### PROBLEM REQUIREMENTS
Each line from the one containing "the white house" through the final line below must be reproduced exactly, and no others.

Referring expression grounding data
◇ ◇ ◇ ◇ ◇
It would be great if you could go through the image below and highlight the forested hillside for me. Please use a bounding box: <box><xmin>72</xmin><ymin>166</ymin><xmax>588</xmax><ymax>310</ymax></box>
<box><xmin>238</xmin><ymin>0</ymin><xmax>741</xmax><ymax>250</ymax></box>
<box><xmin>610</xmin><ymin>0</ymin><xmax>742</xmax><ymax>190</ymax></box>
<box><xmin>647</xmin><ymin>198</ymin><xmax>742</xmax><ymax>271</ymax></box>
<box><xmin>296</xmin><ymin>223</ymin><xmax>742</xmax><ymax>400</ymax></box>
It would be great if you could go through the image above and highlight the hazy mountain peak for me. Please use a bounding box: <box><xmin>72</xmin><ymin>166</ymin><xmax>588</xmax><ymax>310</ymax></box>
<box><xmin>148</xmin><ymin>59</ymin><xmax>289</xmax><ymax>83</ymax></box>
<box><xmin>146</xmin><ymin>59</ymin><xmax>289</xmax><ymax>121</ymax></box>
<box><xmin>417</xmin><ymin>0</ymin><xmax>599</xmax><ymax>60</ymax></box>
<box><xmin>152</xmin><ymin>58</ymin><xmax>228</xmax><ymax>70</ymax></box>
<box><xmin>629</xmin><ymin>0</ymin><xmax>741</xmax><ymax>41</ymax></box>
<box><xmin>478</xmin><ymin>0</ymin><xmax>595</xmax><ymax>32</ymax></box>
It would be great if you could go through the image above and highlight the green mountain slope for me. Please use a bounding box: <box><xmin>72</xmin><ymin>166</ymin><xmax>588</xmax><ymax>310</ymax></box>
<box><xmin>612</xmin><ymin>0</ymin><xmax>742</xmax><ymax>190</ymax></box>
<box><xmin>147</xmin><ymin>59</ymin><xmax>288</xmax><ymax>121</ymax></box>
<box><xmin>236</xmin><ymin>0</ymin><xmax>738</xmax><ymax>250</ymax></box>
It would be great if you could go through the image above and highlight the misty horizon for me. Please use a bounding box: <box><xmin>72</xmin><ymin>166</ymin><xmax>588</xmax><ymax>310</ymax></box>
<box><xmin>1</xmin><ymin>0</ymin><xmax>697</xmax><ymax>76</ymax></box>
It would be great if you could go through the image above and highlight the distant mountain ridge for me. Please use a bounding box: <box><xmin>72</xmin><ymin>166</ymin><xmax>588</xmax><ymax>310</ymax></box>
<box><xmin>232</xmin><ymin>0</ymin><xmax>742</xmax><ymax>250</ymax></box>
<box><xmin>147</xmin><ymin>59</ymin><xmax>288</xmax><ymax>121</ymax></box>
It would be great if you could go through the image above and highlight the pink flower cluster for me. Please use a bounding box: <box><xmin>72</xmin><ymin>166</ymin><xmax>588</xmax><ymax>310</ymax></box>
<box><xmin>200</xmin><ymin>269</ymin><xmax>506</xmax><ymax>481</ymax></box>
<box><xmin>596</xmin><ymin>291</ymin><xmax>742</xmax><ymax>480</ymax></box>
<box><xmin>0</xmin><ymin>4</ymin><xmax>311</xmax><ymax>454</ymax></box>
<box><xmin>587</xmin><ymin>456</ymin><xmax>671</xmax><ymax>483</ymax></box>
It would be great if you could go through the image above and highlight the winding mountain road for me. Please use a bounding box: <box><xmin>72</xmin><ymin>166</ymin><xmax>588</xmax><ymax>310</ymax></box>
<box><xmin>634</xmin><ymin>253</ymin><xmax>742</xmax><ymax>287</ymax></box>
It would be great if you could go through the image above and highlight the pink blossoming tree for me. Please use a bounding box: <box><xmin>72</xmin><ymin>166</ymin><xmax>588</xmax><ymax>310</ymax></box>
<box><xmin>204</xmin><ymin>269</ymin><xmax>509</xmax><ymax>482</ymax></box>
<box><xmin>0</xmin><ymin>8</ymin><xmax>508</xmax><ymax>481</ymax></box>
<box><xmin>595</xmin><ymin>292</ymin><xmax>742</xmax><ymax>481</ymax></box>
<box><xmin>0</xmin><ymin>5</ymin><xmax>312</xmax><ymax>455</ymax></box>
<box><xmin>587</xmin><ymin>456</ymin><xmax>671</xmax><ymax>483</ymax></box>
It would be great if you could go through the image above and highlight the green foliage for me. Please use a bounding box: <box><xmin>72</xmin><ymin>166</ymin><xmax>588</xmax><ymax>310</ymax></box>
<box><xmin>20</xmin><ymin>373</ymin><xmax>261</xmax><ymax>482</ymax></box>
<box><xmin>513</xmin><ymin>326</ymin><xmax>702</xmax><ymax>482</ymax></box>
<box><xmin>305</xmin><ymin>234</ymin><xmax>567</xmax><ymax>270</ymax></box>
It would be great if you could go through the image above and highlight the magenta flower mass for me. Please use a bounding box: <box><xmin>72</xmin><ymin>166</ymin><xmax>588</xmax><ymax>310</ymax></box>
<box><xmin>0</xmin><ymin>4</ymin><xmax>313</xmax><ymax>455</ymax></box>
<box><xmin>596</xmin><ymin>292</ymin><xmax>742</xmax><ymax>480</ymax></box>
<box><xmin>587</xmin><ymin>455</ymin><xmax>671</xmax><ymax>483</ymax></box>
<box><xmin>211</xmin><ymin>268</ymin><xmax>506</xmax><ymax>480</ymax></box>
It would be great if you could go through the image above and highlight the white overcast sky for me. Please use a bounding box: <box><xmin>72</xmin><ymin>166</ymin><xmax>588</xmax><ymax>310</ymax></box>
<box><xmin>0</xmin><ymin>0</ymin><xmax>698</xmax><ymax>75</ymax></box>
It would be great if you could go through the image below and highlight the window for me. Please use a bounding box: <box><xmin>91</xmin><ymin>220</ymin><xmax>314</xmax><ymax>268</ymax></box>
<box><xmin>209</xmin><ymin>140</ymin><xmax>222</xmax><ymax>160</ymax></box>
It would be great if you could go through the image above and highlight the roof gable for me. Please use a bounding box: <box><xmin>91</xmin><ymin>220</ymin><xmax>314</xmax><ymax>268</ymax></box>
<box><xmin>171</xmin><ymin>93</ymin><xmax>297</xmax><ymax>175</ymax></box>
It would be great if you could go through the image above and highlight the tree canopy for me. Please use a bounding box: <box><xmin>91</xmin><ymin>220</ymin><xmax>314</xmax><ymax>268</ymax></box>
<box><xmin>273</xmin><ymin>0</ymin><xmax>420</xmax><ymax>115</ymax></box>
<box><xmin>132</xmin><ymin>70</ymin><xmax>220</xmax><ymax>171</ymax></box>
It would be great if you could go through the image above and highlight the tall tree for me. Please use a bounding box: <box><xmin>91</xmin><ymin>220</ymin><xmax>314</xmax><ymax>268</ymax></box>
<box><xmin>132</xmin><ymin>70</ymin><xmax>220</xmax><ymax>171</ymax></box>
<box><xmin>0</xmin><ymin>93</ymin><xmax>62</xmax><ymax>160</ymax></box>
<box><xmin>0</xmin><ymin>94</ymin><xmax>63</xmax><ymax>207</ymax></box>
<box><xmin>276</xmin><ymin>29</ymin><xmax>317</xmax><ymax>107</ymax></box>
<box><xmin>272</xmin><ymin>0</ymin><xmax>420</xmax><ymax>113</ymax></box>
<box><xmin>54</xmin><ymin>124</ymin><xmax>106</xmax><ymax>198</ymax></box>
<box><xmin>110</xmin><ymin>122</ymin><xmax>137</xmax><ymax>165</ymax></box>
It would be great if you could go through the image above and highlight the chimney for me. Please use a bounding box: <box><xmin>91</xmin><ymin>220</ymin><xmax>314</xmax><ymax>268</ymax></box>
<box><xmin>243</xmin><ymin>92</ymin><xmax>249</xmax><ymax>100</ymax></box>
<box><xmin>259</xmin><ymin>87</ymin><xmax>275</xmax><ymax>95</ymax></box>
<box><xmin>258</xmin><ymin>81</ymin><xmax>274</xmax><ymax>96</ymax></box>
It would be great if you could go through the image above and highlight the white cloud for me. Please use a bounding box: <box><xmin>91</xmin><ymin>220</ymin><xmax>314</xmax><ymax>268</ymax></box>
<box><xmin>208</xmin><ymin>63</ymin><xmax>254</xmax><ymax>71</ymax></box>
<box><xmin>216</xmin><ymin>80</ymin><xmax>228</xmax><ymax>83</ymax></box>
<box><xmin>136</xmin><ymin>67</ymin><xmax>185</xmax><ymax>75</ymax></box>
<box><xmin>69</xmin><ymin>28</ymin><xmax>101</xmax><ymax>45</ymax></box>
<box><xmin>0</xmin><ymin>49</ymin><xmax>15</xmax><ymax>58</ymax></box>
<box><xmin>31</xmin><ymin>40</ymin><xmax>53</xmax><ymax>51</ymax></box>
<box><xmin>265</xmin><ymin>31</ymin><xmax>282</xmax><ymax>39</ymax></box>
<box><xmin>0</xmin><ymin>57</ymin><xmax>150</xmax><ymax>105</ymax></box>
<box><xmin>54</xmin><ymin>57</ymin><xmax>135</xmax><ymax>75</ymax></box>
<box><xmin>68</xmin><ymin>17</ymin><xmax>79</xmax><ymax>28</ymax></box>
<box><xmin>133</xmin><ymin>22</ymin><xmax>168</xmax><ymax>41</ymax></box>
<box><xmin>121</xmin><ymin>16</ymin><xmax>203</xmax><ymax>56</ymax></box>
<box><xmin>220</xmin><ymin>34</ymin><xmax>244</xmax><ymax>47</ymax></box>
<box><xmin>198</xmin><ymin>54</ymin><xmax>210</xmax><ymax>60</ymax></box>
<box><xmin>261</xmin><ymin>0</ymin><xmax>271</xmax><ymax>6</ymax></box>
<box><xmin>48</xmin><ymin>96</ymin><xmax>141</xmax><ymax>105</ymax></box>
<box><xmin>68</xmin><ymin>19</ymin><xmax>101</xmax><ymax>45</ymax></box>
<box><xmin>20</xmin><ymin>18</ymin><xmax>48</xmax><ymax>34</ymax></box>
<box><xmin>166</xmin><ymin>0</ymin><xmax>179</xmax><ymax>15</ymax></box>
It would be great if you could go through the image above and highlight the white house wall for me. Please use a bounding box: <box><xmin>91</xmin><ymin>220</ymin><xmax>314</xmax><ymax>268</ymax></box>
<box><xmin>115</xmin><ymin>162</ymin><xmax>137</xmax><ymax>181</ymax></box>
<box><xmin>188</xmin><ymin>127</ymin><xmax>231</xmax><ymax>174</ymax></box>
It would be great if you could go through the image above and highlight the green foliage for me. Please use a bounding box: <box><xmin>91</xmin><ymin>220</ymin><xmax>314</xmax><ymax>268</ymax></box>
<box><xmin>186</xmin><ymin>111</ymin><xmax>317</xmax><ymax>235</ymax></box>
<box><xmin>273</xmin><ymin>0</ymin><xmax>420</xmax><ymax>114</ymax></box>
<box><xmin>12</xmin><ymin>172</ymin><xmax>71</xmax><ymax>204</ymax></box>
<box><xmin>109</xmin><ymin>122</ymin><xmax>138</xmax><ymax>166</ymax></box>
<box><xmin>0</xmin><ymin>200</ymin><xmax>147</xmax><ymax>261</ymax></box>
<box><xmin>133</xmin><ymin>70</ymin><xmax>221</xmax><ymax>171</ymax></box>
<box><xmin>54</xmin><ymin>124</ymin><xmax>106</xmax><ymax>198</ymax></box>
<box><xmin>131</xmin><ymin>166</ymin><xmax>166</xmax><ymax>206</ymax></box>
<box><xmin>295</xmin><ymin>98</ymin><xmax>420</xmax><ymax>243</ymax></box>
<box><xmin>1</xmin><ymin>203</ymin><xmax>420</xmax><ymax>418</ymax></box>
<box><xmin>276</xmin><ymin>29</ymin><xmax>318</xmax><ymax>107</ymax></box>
◇ ◇ ◇ ◇ ◇
### ANSWER TO THIS PROBLEM
It would be great if you could go through the image above and highlight the white house wall for me. Please use a bounding box: <box><xmin>91</xmin><ymin>220</ymin><xmax>314</xmax><ymax>268</ymax></box>
<box><xmin>115</xmin><ymin>162</ymin><xmax>137</xmax><ymax>181</ymax></box>
<box><xmin>188</xmin><ymin>127</ymin><xmax>231</xmax><ymax>174</ymax></box>
It would be great if you could go through the image above and highlight the green foliage for me. Please use a bounding box: <box><xmin>91</xmin><ymin>220</ymin><xmax>314</xmax><ymax>268</ymax></box>
<box><xmin>186</xmin><ymin>111</ymin><xmax>317</xmax><ymax>235</ymax></box>
<box><xmin>273</xmin><ymin>0</ymin><xmax>420</xmax><ymax>114</ymax></box>
<box><xmin>12</xmin><ymin>172</ymin><xmax>71</xmax><ymax>204</ymax></box>
<box><xmin>109</xmin><ymin>122</ymin><xmax>138</xmax><ymax>166</ymax></box>
<box><xmin>0</xmin><ymin>200</ymin><xmax>147</xmax><ymax>261</ymax></box>
<box><xmin>133</xmin><ymin>70</ymin><xmax>221</xmax><ymax>171</ymax></box>
<box><xmin>54</xmin><ymin>124</ymin><xmax>106</xmax><ymax>198</ymax></box>
<box><xmin>131</xmin><ymin>166</ymin><xmax>166</xmax><ymax>206</ymax></box>
<box><xmin>295</xmin><ymin>98</ymin><xmax>420</xmax><ymax>243</ymax></box>
<box><xmin>1</xmin><ymin>203</ymin><xmax>420</xmax><ymax>418</ymax></box>
<box><xmin>276</xmin><ymin>29</ymin><xmax>318</xmax><ymax>107</ymax></box>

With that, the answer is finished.